What is expected:
Reproduce each line of the data below verbatim, keeping every character and line break as it stands.

Raw records:
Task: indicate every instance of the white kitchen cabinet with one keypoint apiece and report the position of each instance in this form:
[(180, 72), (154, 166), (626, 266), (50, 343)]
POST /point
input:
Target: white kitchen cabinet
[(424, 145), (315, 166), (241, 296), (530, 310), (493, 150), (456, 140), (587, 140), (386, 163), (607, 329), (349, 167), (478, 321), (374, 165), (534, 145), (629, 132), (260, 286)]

Output for this task:
Task: indicate every instance of the white kitchen cabinet with one keypoint apiece and report the position of each instance in this form:
[(180, 72), (154, 166), (626, 266), (50, 343)]
POST /point
input:
Target: white kitchen cabinet
[(424, 145), (315, 166), (241, 296), (530, 310), (493, 150), (456, 140), (587, 140), (386, 163), (607, 329), (349, 167), (478, 321), (374, 165), (534, 145), (629, 132), (260, 286)]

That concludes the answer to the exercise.